Direction
Set down, word for word, the stretch of the passage on fiber transport in open-end spinning from "It is furthermore" through "is thereby stabilized.".

Extract provided
The pneumatically effected transport of the opened-up and separated fibers to the spinning rotor of an open-end spinning unit is of considerable importance for the quality of the spun thread. It is desirable, in this connection, to affect the fibers, during their transport, by the fiber supply duct and the air current so that they are deposited on the inner wall of the spinning rotor in a stretched and mutually parallel condition.
It is known (DAS [German Published Application] 1,510,741) to provide a fiber conducting tube which tapers in the conveying direction, whereby the fibers are accelerated so that they attain a speed corresponding to the velocity of the fiber-collecting groove of the spinning rotor. This may be of advantage in case of spinning rotors wherein the fiber-collecting groove is provided with needles, since otherwise there would be the danger that the needles, rotating at a substantially higher velocity, would damage the fibers. This construction has the disadvantage that considerable turbulence is produced in the air current due to the strong acceleration, leading to an entangling of the fibers due to the turbulence so that the fibers cannot be deposited in a parallel position. Under practical conditions, it has been found that such high accelerations are impracticable if turbines are employed having a smooth fiber-collecting groove, as is the case in almost all instances. It is then more advantageous to provide a marked speed difference between the arriving fibers and the rotating surface of the spinning rotor, since then the fibers can once more be stretched and optionally placed in a parallel position by the more rapidly rotating surface of the spinning rotor.
It is furthermore known (DOS [German Unexamined Laid-Open Application] 2,364,261) to provide a fiber conducting channel beginning at the opening means with a relatively strongly tapering section, followed by a cylindrical section terminating into the spinning rotor. These measures are to serve the purpose of quieting the air current in the cylindrical section so that also the fiber position is thereby stabilized.
In connection with a fiber supply duct along the above lines, it has furthermore been conventional (DOS 2,239,582) to produce the tapering section and the cylindrical section from separate individual parts, which represent a simplification in manufacture.
In all conventional types of construction, there is the disadvantage that a relatively strong turbulence occurs at the mouth of the fiber supply duct, since the latter terminates into the rotor with a relatively small cross section. Due to the abrupt transition, a point of nonuniformity is created leading to increased turbulence in this zone; such turbulence is so great under certain circumstances that the effect intended by DOS 2,364,261 is nullified.
This invention is based on the problem of providing a fiber supply duct of the type mentioned in the foregoing which makes it possible for the air current to exit from the fiber supply duct with a minimum of turbulence. The invention resides in that the fiber supply duct is equipped with a continuously widening mouth.
By the steady flaring of the mouth region, the transition of the air current when exiting therefrom into the interior of the spinning rotor is mitigated, so that also the turbulence phenomena are reduced. Besides, the objective is attained that the speed difference between the exiting fibers and the peripheral velocity of the rotor wall is somewhat increased, so that an enhanced stretching effect is achieved. When the fibers meet the rotor wall respectively with one fiber end, at first, then these ends are very greatly accelerated, and the remaining portions are pulled thereafter, whereby the desired stretching effect is produced.

[Extracted data entries]

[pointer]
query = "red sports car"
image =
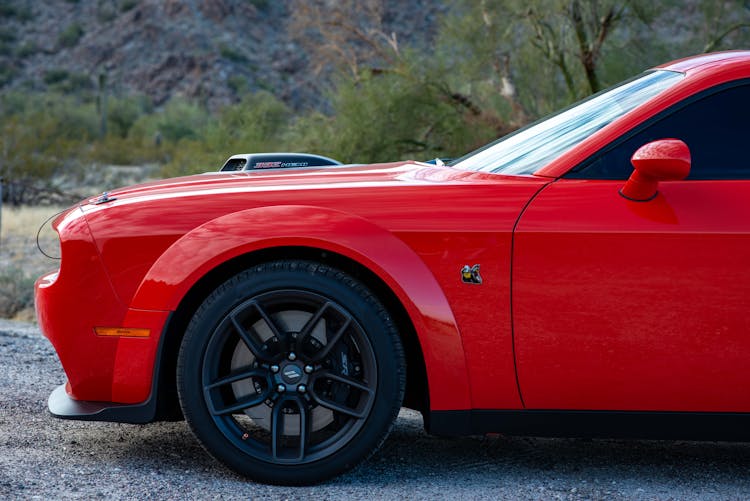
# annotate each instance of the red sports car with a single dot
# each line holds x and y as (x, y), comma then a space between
(586, 275)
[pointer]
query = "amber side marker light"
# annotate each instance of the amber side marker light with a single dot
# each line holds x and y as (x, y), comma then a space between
(121, 332)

Completed task
It is furthermore known (DOS [German Unexamined Laid-Open Application] 2,364,261) to provide a fiber conducting channel beginning at the opening means with a relatively strongly tapering section, followed by a cylindrical section terminating into the spinning rotor. These measures are to serve the purpose of quieting the air current in the cylindrical section so that also the fiber position is thereby stabilized.